§ OPDRACHT 1
Herschrijf de alinea uit het forumfragment die begint met "Ik vind het heel erg voor jullie allebei" in kortere vorm en behoud daarbij de belangrijkste feiten.
§ OPDRACHT 2
Neem uit het forumfragment letterlijk het stuk over dat begint met "Joh, als ik" en doorloopt tot en met "vriend van hem.".

Joh, als ik lees wat jij heb mee gemaakt en dat lief meisje is het erg.
Shikhar je moet je school afmaken en dan heb je maar een weg en dat is weg naar een ander land ver van hier.Jullie twee kunnen ook je eigen bestaan opzetten .Of je moet zijn vader om lullen tot hij het wil ,maar dat moet jij niet doen .laten doen door een familie of vriend van hem.
Ik wens je heel veel strekte.

----------


## Alli Chemicali

Vriend van Marokkaanse Meisjes moet je afbijven leer er maar mee leven  :haha:

----------


## olijfje01

Ik vind het heel erg voor jullie allebei. Het erge hiervan is dat je vriendin moet kiezen tussen haar familie en jou. Ikzelf ben geen moslim maar heb een soortgelijke situatie (in het klein) meegemaakt met mijn familie, vooral mijn moeder. Zij mag mijn vriend niet, niks is goed, maar natuurlijk gaat ze me niet dood maken of pijn doen, alleen rot opmerkingen........heb voor mijn vriend gekozen en mijn moeder is nog steeds niet bijgedraaid maar we hebben wel gewoon contact. Dit is niet te vergelijken met jullie situatie want je wordt bedreigt en je vriendin loopt gevaar als ze met je omgaat. Dat is echt moeilijk, want als ze met jou weg zou lopen dan verliest ze haar familie natuurlijk, tenzij die ooit bijdraaien maar dat lijkt me van niet. Hoe reageerde jouw familie op jullie relatie? Tegenwoordig mengt iedereen met elkaar. Mijn vriend is half hindoestaans en ik ben spaans. Al die rassen en religies zouden niks uit moeten maken. Aan de ene kant moeten we elkaar accepteren en is er altijd ophef als er gediscrimineerd wordt en nu ben jij niet goed genoeg. Ik begrijp dat niet. Ja, ja, het heeft met geloof te maken.....maar jij bent toch ook Hindu? Mijn vriend is ook Hindu en ik Christen, we accepteren elkaars geloven en houden superveel van elkaar. Vind het erg voor jullie dat er gedreigt wordt en dat jullie niet openlijk voor elkaar kunnen kiezen. Stom is dat eigelijk......Veel advies kan ik je niet geven, het hangt af van je vriendin en hoe ver ze wilt gaan. Ook al houdt ze van je zal het moeilijk zijn om haar familie op te moeten geven. De keuze ligt bij haar en de makkelijkste uitweg.....elkaar vergeten doet vreselijke pijn, maar als jullie de strijd aangaan worden het spannende tijden en weet niet of jullie dat wilt riskeren......

§ OVERZICHT
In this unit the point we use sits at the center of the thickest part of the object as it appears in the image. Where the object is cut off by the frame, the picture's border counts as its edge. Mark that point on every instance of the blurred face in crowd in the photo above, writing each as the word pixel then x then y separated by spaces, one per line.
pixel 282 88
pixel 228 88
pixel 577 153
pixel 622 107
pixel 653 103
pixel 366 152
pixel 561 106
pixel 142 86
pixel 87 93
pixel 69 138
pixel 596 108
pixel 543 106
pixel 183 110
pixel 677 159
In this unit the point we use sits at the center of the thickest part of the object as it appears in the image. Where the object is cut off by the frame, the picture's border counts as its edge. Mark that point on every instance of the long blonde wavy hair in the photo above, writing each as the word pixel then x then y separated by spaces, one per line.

§ ANTWOORD 1
De schrijver vindt de situatie erg voor beiden, omdat de vriendin moet kiezen tussen haar familie en de aangesprokene. De schrijver is zelf geen moslim en maakte iets vergelijkbaars op kleinere schaal mee. Het gaat vooral om de eigen moeder, die de vriend van de schrijver niet mag en alleen nare opmerkingen maakt. De schrijver koos toch voor die vriend en heeft nog steeds contact met de moeder.

Volgens de schrijver is dat niet te vergelijken met deze situatie. Hier wordt gedreigd en loopt de vriendin gevaar. Als ze wegloopt, verliest ze haar familie. De schrijver vraagt hoe de familie van de aangesprokene op de relatie reageerde.

Ras en religie zouden volgens de schrijver niets uit moeten maken. De vriend van de schrijver is half Hindoestaans en hindoe, de schrijver zelf is Spaans en christen. Zij accepteren elkaars geloof en houden veel van elkaar.

Veel advies kan de schrijver niet geven, want de keuze ligt bij de vriendin. Elkaar vergeten doet vreselijk pijn. De strijd aangaan betekent spannende tijden.

§ ANTWOORD 2
Joh, als ik lees wat jij heb mee gemaakt en dat lief meisje is het erg.
Shikhar je moet je school afmaken en dan heb je maar een weg en dat is weg naar een ander land ver van hier.Jullie twee kunnen ook je eigen bestaan opzetten .Of je moet zijn vader om lullen tot hij het wil ,maar dat moet jij niet doen .laten doen door een familie of vriend van hem.